SUPPLIED PASSAGE -
The inauguration of Barack Obama indicates that an African American can be elected to the highest office in the land, along with multitudes of other blacks who have been elected or become high-profile bureaucrats to/in positions of prominence for decades. While the success of blacks has been increasing in intensity through those years, the constant charge of racism by blacks with respect to whites has never ceased.
In the January 18 issue of the Lexington Herald-Leader, Lexington, Ky., a black minister is quoted as attributing Obama’s success to a “more informed generation” whatever that means. Another black minister was quoted thusly: “I’m not sure America (would have elected a black president) if it were not for worldwide pressure.” Translation: They’ve run out of reasons for blaming today’s white people for all the woes endemic to the black community and are grasping desperately at straws.
What they hate to admit is that the swing vote in the 2008 election was not the black vote or the homosexual vote or the Latino vote; rather, it was the white vote. Ethnics did not elect Obama. White folks (actually an ethnic group, too, but not so vis-a-vis political correctness) elected Obama. According to the exit polls last November, the percentages of politically correct ethnics voting for Obama were: Blacks, 95; Latino, 67; Asian, 62, and Other, 66, or an average of 72.5%. By contrast, only 55% of whites voted for McCain.

EXCERPTED DATA -
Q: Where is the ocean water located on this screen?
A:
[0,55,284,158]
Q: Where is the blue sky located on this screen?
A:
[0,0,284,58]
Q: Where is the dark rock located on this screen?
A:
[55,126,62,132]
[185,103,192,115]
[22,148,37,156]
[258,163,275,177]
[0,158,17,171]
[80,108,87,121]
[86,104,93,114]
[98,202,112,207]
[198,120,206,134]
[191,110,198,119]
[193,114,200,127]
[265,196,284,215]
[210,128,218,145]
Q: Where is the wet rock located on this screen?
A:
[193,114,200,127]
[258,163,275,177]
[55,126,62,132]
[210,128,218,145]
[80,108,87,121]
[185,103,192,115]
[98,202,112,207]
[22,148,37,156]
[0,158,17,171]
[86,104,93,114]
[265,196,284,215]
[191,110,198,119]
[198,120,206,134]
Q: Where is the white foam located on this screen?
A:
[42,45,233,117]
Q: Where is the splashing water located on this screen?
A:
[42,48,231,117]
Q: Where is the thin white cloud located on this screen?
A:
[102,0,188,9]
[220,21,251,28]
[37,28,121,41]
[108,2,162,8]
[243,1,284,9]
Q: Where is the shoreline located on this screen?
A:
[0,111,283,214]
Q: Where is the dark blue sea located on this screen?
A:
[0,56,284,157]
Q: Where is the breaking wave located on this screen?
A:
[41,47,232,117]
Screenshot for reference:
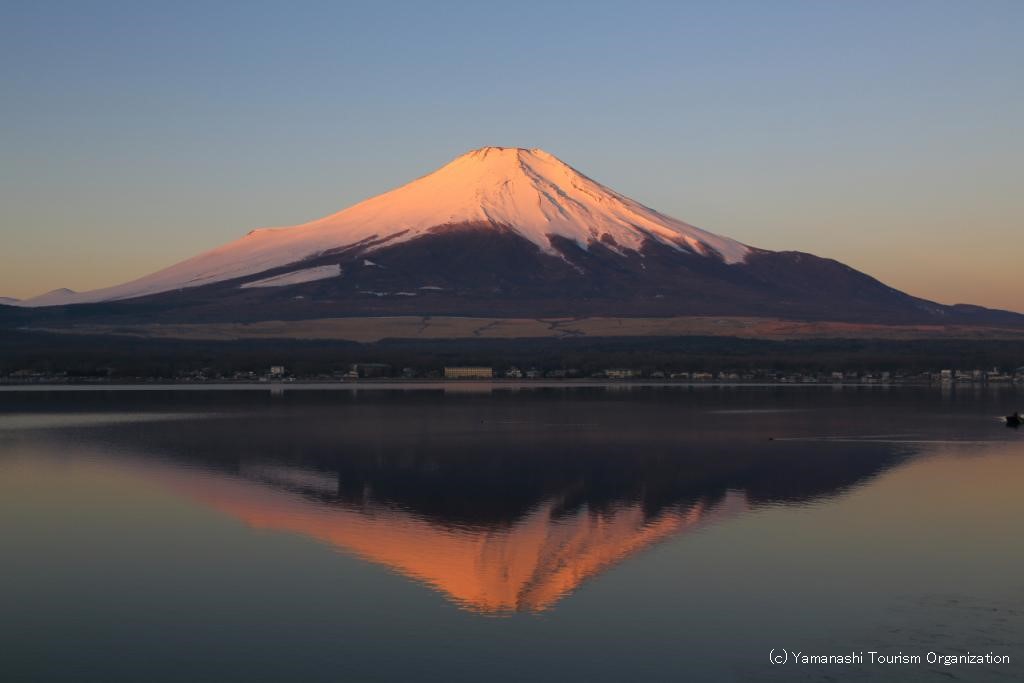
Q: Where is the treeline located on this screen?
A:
[0,330,1024,378]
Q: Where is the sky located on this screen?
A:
[0,0,1024,311]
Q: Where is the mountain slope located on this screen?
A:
[22,147,750,306]
[5,147,1024,327]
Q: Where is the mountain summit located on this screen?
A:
[23,147,751,305]
[16,147,1024,326]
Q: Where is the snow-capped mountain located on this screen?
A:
[20,147,751,306]
[16,147,1024,326]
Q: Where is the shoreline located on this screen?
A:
[0,379,1024,393]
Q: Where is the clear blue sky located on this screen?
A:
[0,0,1024,310]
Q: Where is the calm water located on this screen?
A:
[0,387,1024,683]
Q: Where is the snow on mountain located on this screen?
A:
[20,147,751,306]
[242,263,341,290]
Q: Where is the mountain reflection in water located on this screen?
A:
[0,387,937,613]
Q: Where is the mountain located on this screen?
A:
[9,147,1024,326]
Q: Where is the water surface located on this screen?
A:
[0,387,1024,682]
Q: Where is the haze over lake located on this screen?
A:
[0,385,1024,682]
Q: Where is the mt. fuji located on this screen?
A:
[8,147,1024,325]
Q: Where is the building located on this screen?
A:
[444,366,495,380]
[350,362,391,377]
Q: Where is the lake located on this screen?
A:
[0,384,1024,683]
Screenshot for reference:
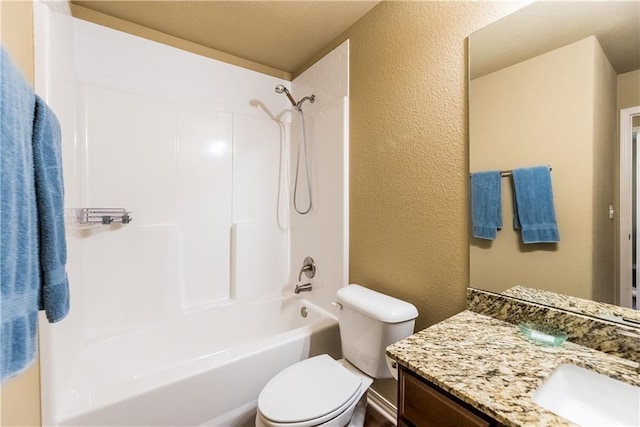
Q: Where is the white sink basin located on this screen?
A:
[533,365,640,427]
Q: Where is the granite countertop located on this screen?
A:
[502,286,640,323]
[387,310,640,427]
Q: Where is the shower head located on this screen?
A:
[276,85,298,109]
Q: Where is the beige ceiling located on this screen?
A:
[469,0,640,78]
[71,0,379,73]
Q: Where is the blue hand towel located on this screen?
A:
[513,166,560,243]
[471,171,502,240]
[33,95,69,323]
[0,48,40,381]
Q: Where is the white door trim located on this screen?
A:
[616,106,640,307]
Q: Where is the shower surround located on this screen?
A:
[34,2,348,426]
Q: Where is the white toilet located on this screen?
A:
[256,285,418,427]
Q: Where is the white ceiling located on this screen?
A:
[71,0,379,73]
[469,0,640,78]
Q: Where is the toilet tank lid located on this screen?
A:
[337,285,418,323]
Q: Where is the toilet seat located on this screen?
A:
[258,354,369,427]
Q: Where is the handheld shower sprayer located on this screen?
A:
[276,85,316,111]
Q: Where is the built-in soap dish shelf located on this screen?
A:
[64,208,132,225]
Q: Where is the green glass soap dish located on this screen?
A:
[518,323,568,347]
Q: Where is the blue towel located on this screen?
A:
[33,95,69,323]
[513,166,560,243]
[0,49,40,381]
[471,171,502,240]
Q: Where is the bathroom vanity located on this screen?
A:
[387,290,640,427]
[398,366,501,427]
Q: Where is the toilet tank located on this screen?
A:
[337,285,418,378]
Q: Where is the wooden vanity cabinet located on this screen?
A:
[398,366,501,427]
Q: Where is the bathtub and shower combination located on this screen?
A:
[34,2,349,426]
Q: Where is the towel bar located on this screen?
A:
[469,166,553,178]
[65,208,133,225]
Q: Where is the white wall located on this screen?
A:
[35,4,348,425]
[290,40,349,313]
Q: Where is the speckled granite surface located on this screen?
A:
[387,310,640,427]
[467,288,640,362]
[501,286,640,326]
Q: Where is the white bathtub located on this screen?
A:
[56,298,340,426]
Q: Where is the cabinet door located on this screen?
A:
[398,368,494,427]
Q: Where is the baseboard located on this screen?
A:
[367,389,398,425]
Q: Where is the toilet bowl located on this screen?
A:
[256,354,373,427]
[256,285,418,427]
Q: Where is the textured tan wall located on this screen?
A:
[590,37,619,304]
[302,2,522,329]
[618,70,640,111]
[0,0,40,427]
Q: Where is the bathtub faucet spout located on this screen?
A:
[293,283,313,294]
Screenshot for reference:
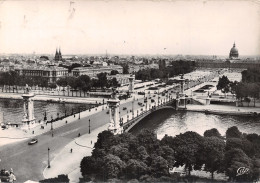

WORK REQUIRED - Revise the passage on Obama's election from "What they hate" to "voted for McCain.", changing "exit polls" to "post-election surveys". The data are not needed here.

EXERCISE ANSWER -
What they hate to admit is that the swing vote in the 2008 election was not the black vote or the homosexual vote or the Latino vote; rather, it was the white vote. Ethnics did not elect Obama. White folks (actually an ethnic group, too, but not so vis-a-vis political correctness) elected Obama. According to the post-election surveys last November, the percentages of politically correct ethnics voting for Obama were: Blacks, 95; Latino, 67; Asian, 62, and Other, 66, or an average of 72.5%. By contrast, only 55% of whites voted for McCain.